## What the task requires
Repeat exactly, and only, the lines from the line bearing "Provide the location of every instance of the wooden bench" through the end of the material. Do not copy the pictures.

## Listed entries
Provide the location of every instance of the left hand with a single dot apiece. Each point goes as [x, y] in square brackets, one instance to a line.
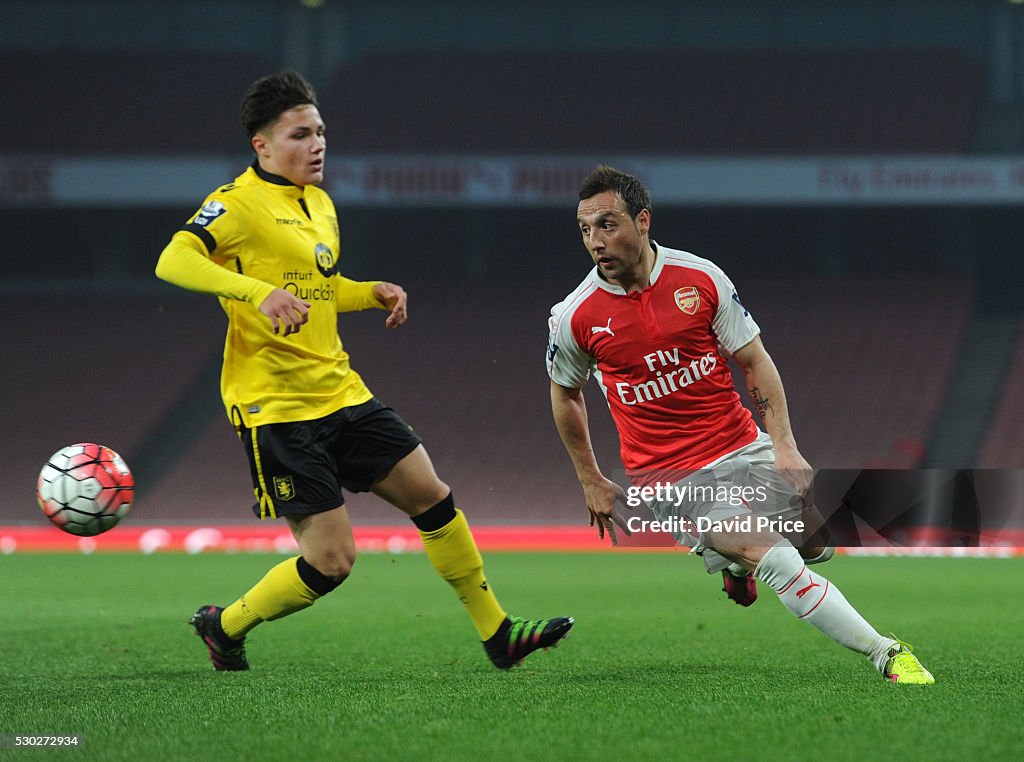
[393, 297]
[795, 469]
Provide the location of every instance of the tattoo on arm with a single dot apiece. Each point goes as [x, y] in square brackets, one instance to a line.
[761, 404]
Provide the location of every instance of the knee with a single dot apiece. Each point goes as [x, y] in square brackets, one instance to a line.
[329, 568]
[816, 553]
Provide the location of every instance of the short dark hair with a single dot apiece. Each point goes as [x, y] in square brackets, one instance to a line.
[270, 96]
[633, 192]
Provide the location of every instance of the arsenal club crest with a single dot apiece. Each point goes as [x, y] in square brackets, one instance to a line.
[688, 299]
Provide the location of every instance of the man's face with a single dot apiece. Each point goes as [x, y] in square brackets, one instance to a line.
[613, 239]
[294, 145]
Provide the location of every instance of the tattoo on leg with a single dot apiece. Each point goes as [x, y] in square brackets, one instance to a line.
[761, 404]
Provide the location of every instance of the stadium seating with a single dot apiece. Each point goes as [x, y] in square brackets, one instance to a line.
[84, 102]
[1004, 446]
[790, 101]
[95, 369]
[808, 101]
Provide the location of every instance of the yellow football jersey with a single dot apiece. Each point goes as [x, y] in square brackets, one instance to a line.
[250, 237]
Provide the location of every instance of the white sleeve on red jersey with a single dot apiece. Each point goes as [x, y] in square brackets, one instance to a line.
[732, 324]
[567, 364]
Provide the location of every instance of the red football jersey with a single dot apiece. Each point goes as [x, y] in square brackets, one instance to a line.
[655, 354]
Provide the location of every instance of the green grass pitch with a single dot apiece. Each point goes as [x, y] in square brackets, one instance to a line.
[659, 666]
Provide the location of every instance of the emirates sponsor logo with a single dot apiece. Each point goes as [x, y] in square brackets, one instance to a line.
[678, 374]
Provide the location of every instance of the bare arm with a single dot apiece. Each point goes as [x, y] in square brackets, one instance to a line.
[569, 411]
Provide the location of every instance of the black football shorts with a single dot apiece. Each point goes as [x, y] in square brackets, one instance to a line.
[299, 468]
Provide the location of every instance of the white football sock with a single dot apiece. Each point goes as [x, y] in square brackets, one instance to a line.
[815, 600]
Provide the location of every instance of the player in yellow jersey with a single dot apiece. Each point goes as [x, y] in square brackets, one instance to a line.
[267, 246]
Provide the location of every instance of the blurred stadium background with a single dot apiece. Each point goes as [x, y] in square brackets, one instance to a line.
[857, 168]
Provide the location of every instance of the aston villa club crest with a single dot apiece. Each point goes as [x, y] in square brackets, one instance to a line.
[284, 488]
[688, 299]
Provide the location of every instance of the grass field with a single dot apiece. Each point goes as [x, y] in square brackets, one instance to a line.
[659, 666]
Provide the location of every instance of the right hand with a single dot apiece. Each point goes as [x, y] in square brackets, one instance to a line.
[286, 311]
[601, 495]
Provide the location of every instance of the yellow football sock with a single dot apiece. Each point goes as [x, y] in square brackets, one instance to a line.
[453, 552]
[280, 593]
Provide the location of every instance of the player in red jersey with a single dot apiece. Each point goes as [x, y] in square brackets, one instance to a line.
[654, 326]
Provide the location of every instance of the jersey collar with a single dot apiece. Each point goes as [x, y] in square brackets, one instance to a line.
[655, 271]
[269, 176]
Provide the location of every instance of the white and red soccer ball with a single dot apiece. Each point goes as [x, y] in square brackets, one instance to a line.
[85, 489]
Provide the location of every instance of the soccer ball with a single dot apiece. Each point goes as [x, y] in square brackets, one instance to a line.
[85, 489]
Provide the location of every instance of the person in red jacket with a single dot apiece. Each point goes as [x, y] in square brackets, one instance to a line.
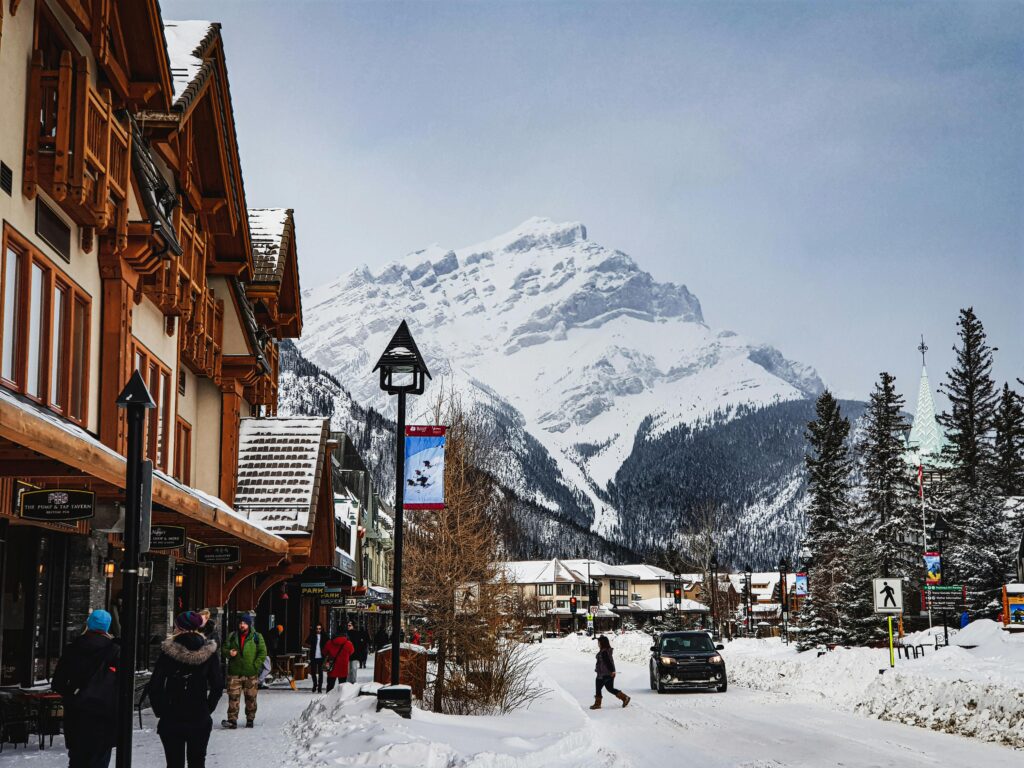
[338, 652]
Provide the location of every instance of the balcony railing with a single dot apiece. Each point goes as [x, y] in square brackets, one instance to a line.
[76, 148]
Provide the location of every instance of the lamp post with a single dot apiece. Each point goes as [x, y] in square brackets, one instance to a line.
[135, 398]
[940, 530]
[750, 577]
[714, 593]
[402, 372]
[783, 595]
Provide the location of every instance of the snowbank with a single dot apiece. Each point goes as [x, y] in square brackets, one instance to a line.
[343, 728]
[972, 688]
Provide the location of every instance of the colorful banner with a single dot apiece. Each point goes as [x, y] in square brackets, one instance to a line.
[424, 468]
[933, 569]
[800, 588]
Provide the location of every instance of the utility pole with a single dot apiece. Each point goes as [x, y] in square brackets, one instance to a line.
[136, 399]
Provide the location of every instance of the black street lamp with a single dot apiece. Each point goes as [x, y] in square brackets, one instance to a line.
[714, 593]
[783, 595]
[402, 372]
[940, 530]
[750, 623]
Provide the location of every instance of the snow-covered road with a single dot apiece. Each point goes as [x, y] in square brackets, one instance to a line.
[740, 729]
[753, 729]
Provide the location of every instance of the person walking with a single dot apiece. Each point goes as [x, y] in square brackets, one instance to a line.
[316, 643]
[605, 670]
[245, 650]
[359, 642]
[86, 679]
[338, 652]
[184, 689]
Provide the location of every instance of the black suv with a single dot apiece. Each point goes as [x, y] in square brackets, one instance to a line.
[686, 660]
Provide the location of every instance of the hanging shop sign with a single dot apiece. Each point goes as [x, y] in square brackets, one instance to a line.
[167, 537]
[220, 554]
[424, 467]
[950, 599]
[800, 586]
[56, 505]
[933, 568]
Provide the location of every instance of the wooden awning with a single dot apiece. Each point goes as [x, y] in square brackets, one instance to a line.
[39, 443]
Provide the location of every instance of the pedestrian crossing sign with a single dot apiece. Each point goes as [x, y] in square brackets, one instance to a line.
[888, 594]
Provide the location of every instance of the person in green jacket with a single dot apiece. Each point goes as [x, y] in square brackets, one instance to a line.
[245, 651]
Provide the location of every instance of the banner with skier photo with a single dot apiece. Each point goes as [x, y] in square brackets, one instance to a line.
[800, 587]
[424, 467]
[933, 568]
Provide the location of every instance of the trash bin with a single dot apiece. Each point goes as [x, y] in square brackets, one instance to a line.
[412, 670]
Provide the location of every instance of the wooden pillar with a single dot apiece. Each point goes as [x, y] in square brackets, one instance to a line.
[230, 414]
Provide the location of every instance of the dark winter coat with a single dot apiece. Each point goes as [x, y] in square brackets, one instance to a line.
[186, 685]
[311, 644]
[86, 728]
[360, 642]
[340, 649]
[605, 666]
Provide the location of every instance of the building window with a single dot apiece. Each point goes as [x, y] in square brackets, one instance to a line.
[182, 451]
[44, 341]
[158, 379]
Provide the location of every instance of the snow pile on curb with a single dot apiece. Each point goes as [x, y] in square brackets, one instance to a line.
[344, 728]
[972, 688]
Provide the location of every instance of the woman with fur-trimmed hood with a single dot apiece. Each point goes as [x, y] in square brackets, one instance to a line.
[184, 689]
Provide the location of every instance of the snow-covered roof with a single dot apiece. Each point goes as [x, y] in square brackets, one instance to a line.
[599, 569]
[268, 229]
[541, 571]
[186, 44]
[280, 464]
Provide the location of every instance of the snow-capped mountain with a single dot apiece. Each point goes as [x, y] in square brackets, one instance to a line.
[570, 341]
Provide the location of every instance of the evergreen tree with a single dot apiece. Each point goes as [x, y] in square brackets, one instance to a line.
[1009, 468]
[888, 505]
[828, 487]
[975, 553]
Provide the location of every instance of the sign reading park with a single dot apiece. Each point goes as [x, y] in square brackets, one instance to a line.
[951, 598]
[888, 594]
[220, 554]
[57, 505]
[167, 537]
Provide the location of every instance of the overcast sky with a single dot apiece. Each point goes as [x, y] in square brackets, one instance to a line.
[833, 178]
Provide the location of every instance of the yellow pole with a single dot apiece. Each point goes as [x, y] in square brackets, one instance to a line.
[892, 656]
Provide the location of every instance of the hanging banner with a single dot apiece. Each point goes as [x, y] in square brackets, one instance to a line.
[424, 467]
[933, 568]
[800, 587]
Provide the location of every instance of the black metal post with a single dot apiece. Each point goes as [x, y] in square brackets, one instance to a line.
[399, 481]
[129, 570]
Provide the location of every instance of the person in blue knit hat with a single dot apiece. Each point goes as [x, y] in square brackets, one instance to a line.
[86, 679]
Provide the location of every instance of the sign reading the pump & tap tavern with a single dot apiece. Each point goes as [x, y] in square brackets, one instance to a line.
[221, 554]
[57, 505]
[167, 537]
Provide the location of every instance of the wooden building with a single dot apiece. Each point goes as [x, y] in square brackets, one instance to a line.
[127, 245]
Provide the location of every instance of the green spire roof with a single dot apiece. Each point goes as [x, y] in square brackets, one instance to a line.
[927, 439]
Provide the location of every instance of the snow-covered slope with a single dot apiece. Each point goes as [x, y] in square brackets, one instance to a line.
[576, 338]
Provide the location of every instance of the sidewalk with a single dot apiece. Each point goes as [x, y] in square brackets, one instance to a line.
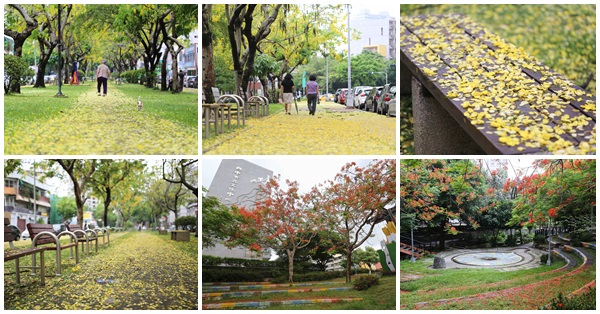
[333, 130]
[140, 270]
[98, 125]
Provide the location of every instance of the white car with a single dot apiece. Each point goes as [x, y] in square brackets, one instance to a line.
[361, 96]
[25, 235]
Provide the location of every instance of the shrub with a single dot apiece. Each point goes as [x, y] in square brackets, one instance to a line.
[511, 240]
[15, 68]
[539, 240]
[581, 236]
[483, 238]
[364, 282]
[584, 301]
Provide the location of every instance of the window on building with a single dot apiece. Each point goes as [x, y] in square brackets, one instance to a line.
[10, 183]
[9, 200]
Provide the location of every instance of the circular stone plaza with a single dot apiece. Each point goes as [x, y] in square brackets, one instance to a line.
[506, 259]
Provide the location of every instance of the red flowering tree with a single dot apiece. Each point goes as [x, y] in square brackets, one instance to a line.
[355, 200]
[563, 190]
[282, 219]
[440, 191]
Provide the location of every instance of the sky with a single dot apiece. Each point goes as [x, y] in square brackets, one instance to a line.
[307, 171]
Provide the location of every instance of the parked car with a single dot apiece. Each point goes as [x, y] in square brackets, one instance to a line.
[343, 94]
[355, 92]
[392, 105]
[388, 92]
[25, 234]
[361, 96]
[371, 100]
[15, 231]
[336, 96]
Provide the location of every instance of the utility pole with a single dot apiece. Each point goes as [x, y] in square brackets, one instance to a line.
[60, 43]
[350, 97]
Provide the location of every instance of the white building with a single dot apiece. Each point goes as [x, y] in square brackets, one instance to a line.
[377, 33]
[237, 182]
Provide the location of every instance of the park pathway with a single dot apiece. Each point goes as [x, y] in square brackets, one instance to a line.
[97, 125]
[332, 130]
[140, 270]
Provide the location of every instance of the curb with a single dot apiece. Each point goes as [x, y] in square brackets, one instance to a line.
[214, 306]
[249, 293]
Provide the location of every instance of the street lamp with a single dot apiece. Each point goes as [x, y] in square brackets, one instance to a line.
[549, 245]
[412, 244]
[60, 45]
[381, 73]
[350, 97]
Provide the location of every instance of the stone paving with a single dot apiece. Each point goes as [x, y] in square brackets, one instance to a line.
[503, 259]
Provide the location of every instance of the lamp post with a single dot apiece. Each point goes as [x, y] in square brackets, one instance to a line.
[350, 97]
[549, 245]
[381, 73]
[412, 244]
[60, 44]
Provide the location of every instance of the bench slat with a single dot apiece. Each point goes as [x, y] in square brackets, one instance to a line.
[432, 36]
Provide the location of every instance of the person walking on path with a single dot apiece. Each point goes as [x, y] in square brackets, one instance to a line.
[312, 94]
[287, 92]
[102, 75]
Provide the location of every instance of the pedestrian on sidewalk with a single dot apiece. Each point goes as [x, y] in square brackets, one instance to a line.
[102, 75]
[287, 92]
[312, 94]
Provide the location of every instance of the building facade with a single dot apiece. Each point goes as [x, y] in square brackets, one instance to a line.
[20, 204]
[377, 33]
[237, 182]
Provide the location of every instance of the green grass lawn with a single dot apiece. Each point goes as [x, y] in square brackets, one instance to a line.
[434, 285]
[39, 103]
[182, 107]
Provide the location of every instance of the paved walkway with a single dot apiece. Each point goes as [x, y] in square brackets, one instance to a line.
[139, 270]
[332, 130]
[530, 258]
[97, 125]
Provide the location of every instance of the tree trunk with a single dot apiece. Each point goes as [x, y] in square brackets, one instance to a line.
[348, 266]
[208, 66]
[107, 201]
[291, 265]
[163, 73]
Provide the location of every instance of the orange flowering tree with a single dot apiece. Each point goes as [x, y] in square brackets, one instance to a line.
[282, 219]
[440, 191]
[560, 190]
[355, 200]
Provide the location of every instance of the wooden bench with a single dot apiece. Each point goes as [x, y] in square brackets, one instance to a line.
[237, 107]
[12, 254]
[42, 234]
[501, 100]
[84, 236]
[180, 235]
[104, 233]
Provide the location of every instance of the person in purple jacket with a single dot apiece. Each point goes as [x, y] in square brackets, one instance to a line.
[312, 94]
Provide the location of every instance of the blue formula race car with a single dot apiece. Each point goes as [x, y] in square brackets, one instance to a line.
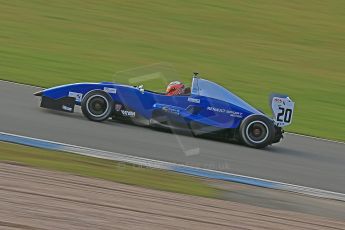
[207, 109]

## Output for this task
Provide the location of every instance of the wooden bench with a single dot apiece. Each point goes as [x, y] in square brackets, one instance to a line.
[237, 107]
[12, 254]
[42, 234]
[501, 100]
[84, 236]
[180, 235]
[104, 233]
Provide the location of every instance of the person in purple jacket with a single dot apiece. Each point goes as [x, y] in square brackets, one instance to a line.
[312, 94]
Provide the location of every instance of the blue formula race car with a single dot apiece. Each point goes as [x, y] in square brackets, one instance to a line.
[207, 109]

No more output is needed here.